» **PROBLEM**
Write out, as an exact transcription, the line that has "Target: woman's hand" and each line after it through the end of the data below.

» **Records from a data source**
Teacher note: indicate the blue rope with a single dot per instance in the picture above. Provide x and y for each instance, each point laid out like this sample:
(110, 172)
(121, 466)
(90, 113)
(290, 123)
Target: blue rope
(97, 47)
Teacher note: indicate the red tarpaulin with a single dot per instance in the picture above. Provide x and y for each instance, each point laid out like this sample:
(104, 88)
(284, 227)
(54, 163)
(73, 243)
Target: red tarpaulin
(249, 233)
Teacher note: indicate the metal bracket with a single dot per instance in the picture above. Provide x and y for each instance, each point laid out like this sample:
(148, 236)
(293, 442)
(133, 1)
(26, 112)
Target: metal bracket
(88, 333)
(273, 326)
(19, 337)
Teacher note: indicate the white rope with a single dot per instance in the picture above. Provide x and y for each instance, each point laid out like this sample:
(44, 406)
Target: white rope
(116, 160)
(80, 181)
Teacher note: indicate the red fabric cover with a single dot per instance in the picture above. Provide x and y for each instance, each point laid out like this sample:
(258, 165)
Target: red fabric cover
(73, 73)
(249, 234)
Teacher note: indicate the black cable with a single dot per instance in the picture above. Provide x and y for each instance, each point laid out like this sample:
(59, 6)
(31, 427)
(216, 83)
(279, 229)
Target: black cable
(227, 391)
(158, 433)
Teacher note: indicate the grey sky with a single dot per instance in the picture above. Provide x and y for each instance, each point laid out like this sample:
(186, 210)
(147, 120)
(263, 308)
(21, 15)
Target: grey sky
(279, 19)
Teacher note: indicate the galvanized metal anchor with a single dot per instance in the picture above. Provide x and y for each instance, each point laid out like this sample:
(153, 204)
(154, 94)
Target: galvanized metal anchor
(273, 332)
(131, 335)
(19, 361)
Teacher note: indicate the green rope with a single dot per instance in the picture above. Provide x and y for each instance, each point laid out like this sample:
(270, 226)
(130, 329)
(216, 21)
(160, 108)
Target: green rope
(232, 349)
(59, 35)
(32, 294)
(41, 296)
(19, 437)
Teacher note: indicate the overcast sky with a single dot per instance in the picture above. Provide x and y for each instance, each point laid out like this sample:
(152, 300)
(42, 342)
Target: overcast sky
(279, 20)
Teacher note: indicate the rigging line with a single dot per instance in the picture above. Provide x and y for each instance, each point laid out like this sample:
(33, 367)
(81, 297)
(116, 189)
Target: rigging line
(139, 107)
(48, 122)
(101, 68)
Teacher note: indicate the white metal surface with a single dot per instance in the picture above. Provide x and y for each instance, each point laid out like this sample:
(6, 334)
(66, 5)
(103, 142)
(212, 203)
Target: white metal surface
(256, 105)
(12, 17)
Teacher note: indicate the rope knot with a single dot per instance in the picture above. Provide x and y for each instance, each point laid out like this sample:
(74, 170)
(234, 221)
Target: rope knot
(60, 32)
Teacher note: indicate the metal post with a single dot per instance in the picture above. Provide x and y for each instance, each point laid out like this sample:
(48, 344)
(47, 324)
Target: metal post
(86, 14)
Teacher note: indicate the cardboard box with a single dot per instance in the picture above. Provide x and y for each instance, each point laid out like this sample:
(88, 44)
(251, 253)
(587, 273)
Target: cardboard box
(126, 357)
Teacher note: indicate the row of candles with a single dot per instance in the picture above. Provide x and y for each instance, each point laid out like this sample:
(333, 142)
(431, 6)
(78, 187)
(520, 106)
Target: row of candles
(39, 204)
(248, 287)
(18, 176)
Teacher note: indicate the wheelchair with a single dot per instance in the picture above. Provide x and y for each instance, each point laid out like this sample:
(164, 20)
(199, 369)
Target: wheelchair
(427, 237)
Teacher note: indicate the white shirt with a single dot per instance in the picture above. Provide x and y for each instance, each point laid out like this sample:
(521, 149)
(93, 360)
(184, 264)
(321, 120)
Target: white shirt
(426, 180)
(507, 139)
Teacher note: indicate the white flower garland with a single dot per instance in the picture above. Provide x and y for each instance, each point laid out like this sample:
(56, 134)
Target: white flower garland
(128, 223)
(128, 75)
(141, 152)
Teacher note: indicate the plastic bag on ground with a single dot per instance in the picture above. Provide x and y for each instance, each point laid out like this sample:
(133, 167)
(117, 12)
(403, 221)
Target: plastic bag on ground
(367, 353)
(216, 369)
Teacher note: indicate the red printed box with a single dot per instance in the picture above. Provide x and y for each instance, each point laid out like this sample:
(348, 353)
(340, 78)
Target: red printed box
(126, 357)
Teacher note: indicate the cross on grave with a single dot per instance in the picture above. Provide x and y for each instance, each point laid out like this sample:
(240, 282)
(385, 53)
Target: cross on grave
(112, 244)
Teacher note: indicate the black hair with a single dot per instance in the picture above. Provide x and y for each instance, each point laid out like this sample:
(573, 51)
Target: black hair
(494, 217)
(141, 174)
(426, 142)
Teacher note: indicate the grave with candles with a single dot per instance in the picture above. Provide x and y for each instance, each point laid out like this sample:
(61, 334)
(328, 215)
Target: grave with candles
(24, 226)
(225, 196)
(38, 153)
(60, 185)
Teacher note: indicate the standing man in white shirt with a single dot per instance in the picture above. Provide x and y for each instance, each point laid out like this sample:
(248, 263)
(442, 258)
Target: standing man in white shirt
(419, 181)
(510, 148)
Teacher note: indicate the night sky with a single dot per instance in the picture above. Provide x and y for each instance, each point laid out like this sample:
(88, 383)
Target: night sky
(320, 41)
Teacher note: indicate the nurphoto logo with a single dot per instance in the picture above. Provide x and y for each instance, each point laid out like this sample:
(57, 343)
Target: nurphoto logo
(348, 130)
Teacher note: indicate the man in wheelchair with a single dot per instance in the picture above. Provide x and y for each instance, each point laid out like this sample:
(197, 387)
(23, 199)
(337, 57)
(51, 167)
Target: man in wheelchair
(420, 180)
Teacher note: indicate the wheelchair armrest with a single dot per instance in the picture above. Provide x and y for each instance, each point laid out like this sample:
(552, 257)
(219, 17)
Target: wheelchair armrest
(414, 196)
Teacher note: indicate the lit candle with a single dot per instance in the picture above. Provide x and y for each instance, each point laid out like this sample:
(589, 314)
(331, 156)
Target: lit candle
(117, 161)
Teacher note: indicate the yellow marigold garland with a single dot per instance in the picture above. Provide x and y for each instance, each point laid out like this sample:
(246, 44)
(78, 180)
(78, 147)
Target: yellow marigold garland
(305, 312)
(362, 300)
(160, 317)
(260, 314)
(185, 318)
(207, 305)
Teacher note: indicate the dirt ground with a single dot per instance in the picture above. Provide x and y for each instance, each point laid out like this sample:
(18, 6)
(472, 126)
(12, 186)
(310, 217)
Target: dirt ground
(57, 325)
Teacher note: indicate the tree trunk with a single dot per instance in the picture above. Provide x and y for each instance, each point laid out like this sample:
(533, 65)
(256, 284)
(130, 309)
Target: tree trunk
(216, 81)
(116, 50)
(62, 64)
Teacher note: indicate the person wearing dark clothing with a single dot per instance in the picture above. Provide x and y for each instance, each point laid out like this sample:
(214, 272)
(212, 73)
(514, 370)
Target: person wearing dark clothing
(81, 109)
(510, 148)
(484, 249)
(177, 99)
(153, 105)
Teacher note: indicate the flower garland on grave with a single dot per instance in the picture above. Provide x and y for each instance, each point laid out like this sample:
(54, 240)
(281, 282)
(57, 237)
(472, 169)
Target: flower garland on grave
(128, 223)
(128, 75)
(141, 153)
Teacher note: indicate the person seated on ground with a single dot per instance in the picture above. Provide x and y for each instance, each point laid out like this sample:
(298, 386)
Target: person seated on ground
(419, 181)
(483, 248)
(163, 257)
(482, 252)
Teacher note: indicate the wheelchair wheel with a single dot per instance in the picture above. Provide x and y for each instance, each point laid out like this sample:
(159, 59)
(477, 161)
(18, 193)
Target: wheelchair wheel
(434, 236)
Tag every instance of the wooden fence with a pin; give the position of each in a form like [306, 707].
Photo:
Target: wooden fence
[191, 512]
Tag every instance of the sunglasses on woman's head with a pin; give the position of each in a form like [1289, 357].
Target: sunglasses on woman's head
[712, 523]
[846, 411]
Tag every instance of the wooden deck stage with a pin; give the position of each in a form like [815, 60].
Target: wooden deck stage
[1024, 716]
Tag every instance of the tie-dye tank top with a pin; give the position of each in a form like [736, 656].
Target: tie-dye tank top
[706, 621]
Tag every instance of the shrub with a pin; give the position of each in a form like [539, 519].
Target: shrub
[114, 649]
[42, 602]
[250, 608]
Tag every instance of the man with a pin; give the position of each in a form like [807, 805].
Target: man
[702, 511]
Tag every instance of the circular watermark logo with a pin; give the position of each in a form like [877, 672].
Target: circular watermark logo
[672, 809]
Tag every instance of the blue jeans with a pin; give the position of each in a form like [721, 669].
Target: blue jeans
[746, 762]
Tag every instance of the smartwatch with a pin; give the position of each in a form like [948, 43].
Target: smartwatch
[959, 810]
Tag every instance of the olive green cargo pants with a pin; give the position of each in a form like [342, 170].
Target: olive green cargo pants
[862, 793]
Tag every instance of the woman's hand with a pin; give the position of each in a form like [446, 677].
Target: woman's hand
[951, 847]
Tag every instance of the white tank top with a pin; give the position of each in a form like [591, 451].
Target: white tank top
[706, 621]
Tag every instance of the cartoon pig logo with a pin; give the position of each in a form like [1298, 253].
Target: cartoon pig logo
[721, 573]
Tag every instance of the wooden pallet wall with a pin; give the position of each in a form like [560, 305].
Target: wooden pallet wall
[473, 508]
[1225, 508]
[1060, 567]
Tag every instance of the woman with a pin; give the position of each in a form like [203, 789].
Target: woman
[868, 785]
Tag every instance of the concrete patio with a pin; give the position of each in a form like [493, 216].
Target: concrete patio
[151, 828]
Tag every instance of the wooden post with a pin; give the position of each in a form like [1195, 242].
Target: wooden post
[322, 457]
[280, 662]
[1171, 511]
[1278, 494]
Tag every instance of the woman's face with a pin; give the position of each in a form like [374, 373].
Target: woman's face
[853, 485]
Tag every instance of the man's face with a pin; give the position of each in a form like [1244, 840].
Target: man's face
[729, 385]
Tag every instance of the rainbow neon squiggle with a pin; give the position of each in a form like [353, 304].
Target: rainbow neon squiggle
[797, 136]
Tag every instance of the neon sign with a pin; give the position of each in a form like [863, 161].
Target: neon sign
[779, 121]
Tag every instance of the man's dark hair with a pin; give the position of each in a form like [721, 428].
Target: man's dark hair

» **RESPONSE TO THIS TASK**
Target: woman's hand
[951, 847]
Tag every instance of the white tank top with a pin; give the position of each in a form like [591, 451].
Target: white tank top
[706, 621]
Tag every instance of the cartoon pig logo with a pin; give the position of each in a form like [1298, 253].
Target: cartoon pig logo
[721, 573]
Tag every instance of the wooden pallet wall with a pin; give the position of each in a form like [560, 305].
Target: wooden pallet wall
[473, 508]
[1225, 508]
[1060, 567]
Tag every instance of the woman with a pin; give the position of each in a form like [203, 789].
Target: woman
[868, 785]
Tag every instance of the concrete patio with a pin; give the position of each in a form like [493, 216].
Target: concrete patio
[151, 828]
Tag every instance of the wooden post with a pin; give the position of each in a form like [1195, 242].
Target: wooden post
[322, 457]
[280, 662]
[1171, 511]
[1278, 494]
Tag every instance of the woman's face with a pin; give the position of each in a form like [374, 373].
Target: woman's face
[853, 485]
Tag every instance of the man's face with a pin; give the position of each in a form like [1244, 840].
Target: man's face
[729, 385]
Tag every instance of the rainbow neon squiggle with a pin; give the position of each in a form like [353, 304].
Target: rainbow neon squiggle
[797, 136]
Tag every instance of the neon sign with a pin; give the position of each in a form like [863, 161].
Target: neon sign
[779, 121]
Tag every instance of the man's dark hair with a pin; give the position of each in a form like [721, 428].
Target: man's dark hair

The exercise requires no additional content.